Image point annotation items
• • • •

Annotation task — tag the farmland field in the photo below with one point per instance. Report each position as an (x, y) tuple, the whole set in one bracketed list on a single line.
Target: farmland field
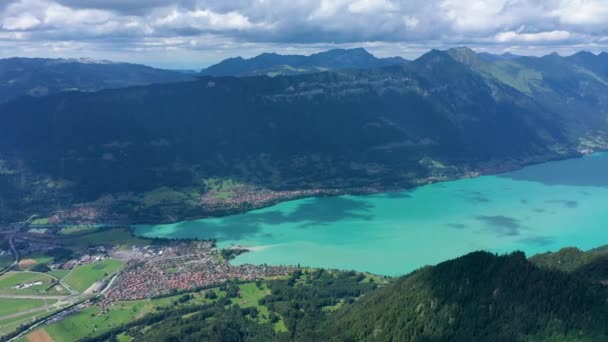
[(11, 279), (82, 277)]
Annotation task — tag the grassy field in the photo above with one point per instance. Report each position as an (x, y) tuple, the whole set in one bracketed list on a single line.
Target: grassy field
[(9, 325), (59, 274), (82, 277), (90, 322), (11, 279), (5, 261), (12, 306), (87, 321)]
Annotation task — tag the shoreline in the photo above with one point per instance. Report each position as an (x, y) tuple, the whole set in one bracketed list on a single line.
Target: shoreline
[(365, 191), (281, 196)]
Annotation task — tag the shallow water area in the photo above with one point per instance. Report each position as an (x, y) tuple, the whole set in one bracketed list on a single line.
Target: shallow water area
[(539, 208)]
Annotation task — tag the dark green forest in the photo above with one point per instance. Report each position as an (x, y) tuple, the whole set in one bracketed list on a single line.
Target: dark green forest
[(477, 297)]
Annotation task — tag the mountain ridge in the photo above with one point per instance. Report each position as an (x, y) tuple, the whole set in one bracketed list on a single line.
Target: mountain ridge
[(273, 64)]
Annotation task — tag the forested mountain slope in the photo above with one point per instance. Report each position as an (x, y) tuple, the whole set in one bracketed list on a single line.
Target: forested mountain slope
[(44, 76), (445, 115), (478, 297), (272, 64)]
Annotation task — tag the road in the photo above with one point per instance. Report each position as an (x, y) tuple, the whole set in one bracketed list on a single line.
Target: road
[(32, 297), (11, 240)]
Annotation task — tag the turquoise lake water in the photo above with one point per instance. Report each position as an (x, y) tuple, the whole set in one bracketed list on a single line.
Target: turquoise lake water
[(539, 208)]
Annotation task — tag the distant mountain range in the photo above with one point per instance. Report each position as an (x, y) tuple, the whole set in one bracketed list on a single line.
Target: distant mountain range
[(148, 152), (272, 64), (42, 76)]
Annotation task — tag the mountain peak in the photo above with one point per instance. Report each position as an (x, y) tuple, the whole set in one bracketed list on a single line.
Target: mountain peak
[(275, 64), (465, 55)]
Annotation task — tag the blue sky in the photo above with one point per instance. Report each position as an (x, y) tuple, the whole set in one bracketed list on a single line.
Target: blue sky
[(197, 33)]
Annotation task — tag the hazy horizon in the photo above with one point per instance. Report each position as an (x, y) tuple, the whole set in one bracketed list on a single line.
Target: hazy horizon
[(193, 34)]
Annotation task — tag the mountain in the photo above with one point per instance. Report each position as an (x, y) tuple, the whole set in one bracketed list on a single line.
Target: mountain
[(490, 57), (478, 297), (273, 64), (41, 76), (589, 265), (221, 145)]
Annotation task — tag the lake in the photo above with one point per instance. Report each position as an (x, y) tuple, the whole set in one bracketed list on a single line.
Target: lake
[(539, 208)]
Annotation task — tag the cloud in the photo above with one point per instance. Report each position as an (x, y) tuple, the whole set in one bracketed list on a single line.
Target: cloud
[(241, 27)]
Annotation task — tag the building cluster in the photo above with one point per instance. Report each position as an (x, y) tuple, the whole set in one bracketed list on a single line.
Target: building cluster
[(254, 196), (182, 268), (27, 285)]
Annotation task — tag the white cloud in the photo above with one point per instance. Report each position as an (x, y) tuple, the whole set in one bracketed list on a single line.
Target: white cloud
[(212, 29), (370, 6)]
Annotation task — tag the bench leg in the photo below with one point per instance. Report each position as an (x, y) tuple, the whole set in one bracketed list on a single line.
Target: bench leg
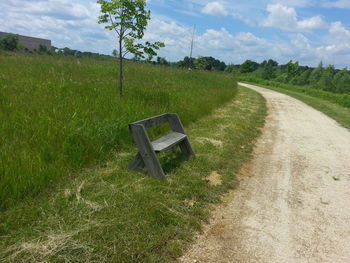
[(137, 164), (147, 153)]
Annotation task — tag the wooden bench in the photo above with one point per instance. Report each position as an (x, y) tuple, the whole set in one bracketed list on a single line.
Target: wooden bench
[(147, 155)]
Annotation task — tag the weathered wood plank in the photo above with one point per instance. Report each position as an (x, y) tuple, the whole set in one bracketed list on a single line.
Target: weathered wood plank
[(147, 150), (166, 142)]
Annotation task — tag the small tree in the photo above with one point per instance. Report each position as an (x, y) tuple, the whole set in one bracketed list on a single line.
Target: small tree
[(129, 19)]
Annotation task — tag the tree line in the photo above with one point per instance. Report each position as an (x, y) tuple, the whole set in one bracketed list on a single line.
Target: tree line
[(326, 78)]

• • • •

**What is asked**
Repeat word for word the lines from the line with "Annotation task — tag the cloud" to the line with "[(254, 196), (182, 268), (27, 285)]", including both of those lines.

**Task response**
Annotation task — tag the cloud in the photo above with one point per instance. Report each position as an (x, y) tuple, the whole set in one bracketed list on a single line.
Target: cloud
[(241, 27)]
Annotation task — tag the building cluster in the photo above with one point per instance. Report each position as an (x, y) tuple, the whole set in one bracketed list on a single line.
Target: building cluster
[(254, 196), (182, 268), (27, 285)]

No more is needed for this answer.